____ Rows
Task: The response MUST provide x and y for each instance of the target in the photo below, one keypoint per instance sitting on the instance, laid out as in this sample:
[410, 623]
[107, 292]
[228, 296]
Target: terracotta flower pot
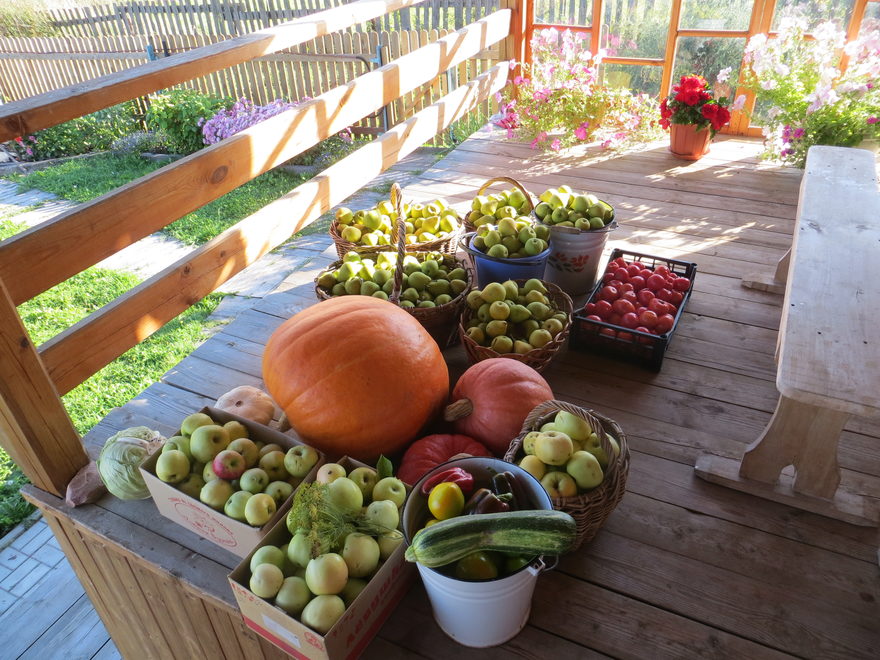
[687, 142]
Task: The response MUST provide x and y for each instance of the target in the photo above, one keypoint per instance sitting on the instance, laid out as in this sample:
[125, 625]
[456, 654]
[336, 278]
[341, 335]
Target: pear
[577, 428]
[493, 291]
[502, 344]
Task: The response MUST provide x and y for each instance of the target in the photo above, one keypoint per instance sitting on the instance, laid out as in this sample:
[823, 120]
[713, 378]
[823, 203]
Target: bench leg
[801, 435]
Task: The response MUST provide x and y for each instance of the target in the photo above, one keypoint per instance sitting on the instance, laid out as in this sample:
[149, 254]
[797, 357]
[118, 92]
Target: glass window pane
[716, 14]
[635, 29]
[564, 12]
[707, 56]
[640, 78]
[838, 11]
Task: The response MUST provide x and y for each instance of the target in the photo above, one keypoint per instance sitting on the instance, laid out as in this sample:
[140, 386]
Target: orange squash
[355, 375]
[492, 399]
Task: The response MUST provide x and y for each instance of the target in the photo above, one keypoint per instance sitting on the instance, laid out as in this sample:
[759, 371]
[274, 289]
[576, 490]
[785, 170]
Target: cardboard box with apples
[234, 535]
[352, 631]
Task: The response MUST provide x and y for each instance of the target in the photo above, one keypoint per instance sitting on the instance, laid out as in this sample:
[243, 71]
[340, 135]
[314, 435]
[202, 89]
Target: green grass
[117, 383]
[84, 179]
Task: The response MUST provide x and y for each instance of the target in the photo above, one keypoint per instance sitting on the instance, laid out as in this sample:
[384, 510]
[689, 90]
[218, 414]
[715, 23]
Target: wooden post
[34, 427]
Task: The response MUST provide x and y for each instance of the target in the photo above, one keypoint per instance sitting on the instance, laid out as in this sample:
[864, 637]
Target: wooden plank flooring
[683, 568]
________
What the task requires - Set each line of the records down exactly, leaving every picture out.

Result -
Task: The response MUST provide x and y for each instance of the target in the photo below, one keypoint per instance sitting on the instance, laid out as in this sample:
[410, 623]
[107, 292]
[228, 296]
Target: terracotta flower pot
[687, 142]
Task: The response MUST provide x and y for each instance of the target in the photo above, one keypoint per instance sitting on the instance, laid out as in this sample:
[125, 625]
[456, 654]
[336, 278]
[341, 335]
Target: pear
[577, 428]
[493, 291]
[502, 344]
Task: The response MUST provide x and y for each instance of the target in the photo above, one keypoint per instance sitting on the instance, laid out as in this sample:
[823, 120]
[713, 378]
[823, 203]
Target: bench leg
[801, 435]
Task: The response MUST provide x and y for each instance of the target in the photo above, one keypoint per instance sitting on the instance, laid out as in this sample:
[149, 254]
[797, 357]
[118, 92]
Target: glass window pane
[716, 14]
[635, 29]
[564, 12]
[707, 56]
[640, 78]
[838, 11]
Task: The response MUST provide x and y for each instance of the target in the photo above, one keypoint per instance sitting on the instance, laid out as in this sample:
[140, 386]
Target: orange squash
[355, 375]
[492, 399]
Task: The response MUST provide x and y for each instance of the target in the photo above, one keypoint per instance sitting on the instance, laid out as in this sample:
[759, 371]
[274, 289]
[576, 490]
[785, 170]
Target: cardboard box with apples
[234, 535]
[352, 631]
Task: The response MUST provide x and y for each instance of the target in the photo above, one keypoint per instance sitting on the instance, laid out as in this sample:
[243, 71]
[340, 135]
[314, 435]
[202, 89]
Target: green grass
[117, 383]
[84, 179]
Task: The response MUST provide x and y for each instance of the target in the photo above, one keypoint per instance sitting on the instance, laid out as in this sample:
[384, 510]
[689, 90]
[218, 414]
[715, 23]
Target: wooden post
[34, 427]
Task: The response MUST provide x and y for each instance of the target in the photo above, one keypoint per instance sitting on the instance, laid out as in this sample:
[864, 637]
Target: wooden plank flooring
[683, 568]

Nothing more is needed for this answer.